Document text
════════════════════
Good day. Well, it’s been a while since I blogged here. What’s it been… yuck, the 27th? Wow, more than a week.
I did start to write a blog but then stopped as stuff got out of control with my Phase 3 committee responsibilities. Looks like things are starting to calm back down on that front so I have had time to peruse the tech news for interesting stories and have come up with two.
The first is about everyone’s favorite Web 2.0 application platform: Facebook. It seems that some enterprising kids started doing a virtual study hall using a Facebook account’s wall as the place where students could post questions and answers to each other. This ran afoul of the student code of conduct and now the ringleader is facing expulsion. I can sort of see the kid’s point: this is just an electronic version of what they were already doing in one of their study groups. But the problem is that the students were told that this was an individual assignment. They weren’t supposed to be answering those questions as a group REGARDLESS of what technology is used to facilitate that group work. That’s what violated the student code, not that they used Facebook to do it (as the poorly written article suggests).
This case, though, is interesting to me because it is an intersection of two ideas that are currently floating around inside my head like and unflushed turd: non-foundational views of knowledge and the modern student’s irrational openness with personal information on these Web 2.0 platforms.
On the one hand this is a clash between foundational and non-foundational learning. In the foundational model, teachers have the knowing of a great many things, which they then impart of the tabula rasa of the student. This is how I was taught and I hated it. Teachers and libraries were places filled with intimidating professionals who supposedly knew more than you. Your job as student was to shut up, never question them and let them fill your mind with “facts.” God forbid if you solved a math problem differently or questioned the hegemony of any answer. As I’ve gotten older, I can see some benefit to this type of teaching, it has its place. But even if a teacher is taking a more foundational approach, they will allow for some non-foundational questioning of their “authority.”
════════════════════
Material
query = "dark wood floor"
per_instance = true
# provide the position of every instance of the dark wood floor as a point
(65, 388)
════════════════════
According to the blog post above, why did the students violate the student code of conduct? Answer in one to three sentences.

Task answer
The students had been told the work was an individual assignment, so they weren't supposed to answer those questions as a group, no matter what technology they used. The group work itself broke the code, not the fact that it happened on Facebook.